> _TASK REQUIREMENTS_:
Rewrite the lines starting with the line that contains "Which region of this photo contains the interior" and going on through the line that contains "[352,264,464,459]", changing "beige" to "tan" and keeping everything else the same. Leave the pictures out of your answer.
++++ MATERIAL
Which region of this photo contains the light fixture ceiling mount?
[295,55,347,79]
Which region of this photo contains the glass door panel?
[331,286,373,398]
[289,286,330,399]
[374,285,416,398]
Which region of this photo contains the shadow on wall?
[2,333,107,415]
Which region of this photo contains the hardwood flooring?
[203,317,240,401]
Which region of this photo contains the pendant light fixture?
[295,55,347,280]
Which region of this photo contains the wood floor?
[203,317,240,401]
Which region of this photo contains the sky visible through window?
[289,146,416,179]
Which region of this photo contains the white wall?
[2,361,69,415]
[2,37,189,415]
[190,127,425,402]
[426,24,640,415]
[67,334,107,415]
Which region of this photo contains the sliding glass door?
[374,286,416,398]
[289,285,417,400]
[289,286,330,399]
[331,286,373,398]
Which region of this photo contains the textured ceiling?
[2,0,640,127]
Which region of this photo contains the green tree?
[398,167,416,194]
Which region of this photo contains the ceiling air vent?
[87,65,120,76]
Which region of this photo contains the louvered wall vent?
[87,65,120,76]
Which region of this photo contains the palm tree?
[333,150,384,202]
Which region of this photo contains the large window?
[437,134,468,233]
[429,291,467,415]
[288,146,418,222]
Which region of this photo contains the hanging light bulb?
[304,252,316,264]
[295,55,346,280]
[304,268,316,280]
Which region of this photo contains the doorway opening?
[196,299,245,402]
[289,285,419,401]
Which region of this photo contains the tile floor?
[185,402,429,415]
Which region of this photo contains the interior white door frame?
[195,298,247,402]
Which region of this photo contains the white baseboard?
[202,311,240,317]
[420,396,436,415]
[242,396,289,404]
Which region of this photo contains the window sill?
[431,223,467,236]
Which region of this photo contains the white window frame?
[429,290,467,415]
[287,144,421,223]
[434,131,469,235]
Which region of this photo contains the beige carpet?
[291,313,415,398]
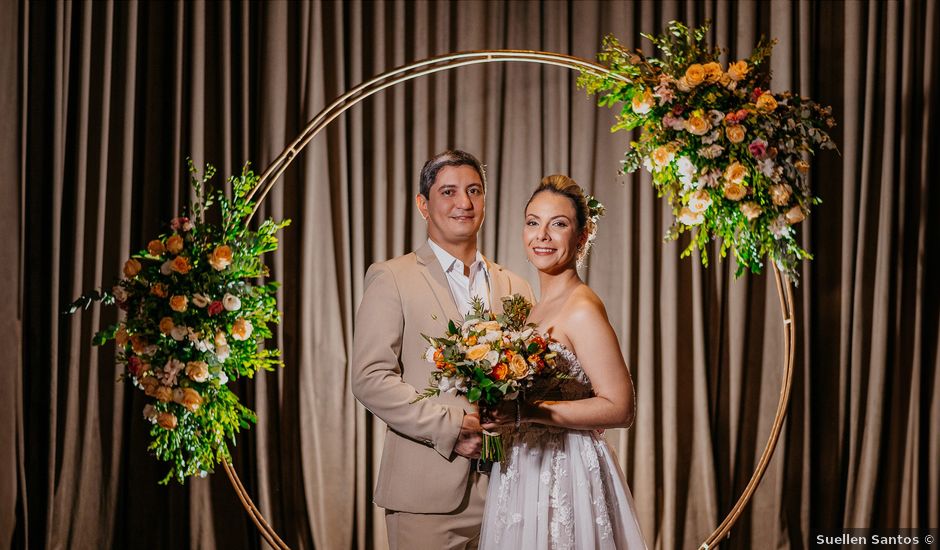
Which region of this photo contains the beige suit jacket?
[352,243,532,513]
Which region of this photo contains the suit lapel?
[415,242,463,324]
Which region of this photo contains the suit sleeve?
[352,264,464,459]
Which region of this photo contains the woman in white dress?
[480,175,646,550]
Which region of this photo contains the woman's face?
[522,191,585,273]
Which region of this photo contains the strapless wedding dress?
[480,343,646,550]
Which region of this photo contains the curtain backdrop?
[0,0,940,549]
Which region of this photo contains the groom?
[352,150,532,550]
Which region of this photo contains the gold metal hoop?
[239,50,796,550]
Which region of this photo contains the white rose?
[222,293,242,311]
[170,325,189,342]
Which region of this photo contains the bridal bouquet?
[416,294,560,461]
[68,161,290,484]
[578,21,835,280]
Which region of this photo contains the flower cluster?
[417,294,559,460]
[68,162,289,483]
[578,21,835,278]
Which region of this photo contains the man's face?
[416,166,485,244]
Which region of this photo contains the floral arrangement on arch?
[67,161,290,484]
[578,21,835,280]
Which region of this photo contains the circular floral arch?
[229,50,796,550]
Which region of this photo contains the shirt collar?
[428,238,490,277]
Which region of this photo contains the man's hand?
[454,413,483,458]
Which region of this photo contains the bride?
[480,175,646,550]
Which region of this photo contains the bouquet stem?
[480,430,503,462]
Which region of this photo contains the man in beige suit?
[352,151,532,550]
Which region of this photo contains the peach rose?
[160,317,176,334]
[728,59,750,82]
[170,294,189,313]
[739,201,763,221]
[724,162,747,184]
[153,385,173,403]
[679,206,705,225]
[186,361,209,382]
[209,244,232,271]
[757,92,777,113]
[170,256,192,275]
[124,258,141,278]
[725,124,745,143]
[166,235,183,254]
[179,388,202,412]
[232,317,253,340]
[157,412,177,430]
[468,344,490,361]
[724,181,747,201]
[770,183,793,206]
[784,205,806,225]
[685,63,705,88]
[147,239,166,256]
[702,61,721,82]
[685,115,711,136]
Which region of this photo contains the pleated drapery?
[0,0,940,549]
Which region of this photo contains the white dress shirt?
[428,239,490,315]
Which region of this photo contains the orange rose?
[170,295,189,313]
[157,412,176,430]
[170,256,192,275]
[685,63,705,88]
[232,317,253,340]
[147,239,166,256]
[166,235,183,254]
[124,258,141,278]
[160,317,176,334]
[209,244,232,271]
[757,92,777,113]
[725,124,745,143]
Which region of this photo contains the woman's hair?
[525,174,604,267]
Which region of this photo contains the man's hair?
[418,149,486,198]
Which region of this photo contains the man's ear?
[415,193,428,221]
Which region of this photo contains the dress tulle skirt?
[480,427,646,550]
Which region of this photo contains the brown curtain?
[0,0,940,549]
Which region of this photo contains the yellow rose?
[157,412,176,430]
[166,235,183,254]
[685,115,711,136]
[147,239,166,256]
[725,162,747,184]
[170,256,192,275]
[160,317,176,334]
[784,205,806,225]
[124,258,141,278]
[467,344,490,361]
[770,183,793,206]
[725,124,745,143]
[153,386,173,403]
[685,63,705,88]
[509,353,529,380]
[179,388,202,412]
[232,317,253,340]
[728,59,751,82]
[724,182,747,201]
[739,201,763,221]
[170,295,189,313]
[757,92,777,113]
[209,244,232,271]
[186,361,209,382]
[702,61,721,82]
[652,145,675,168]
++++++++
> _SOLVED PROBLEM_:
Which region of this photo contains the interior white door frame?
[195,298,247,402]
Which region of this photo contains the white baseboard?
[202,311,240,317]
[420,396,436,415]
[242,396,289,404]
Which region of this photo contains the window sill?
[431,223,467,236]
Which region of this photo contains the white window frame?
[429,290,467,415]
[287,144,421,223]
[434,131,469,235]
Which region of this photo contains the tan carpet?
[291,313,415,398]
Which region of this photo contains the tan suit jacket?
[352,243,532,513]
Which region of this photo contains the suit lapel?
[415,242,463,324]
Which region of this photo contains the suit sleeve?
[352,264,464,459]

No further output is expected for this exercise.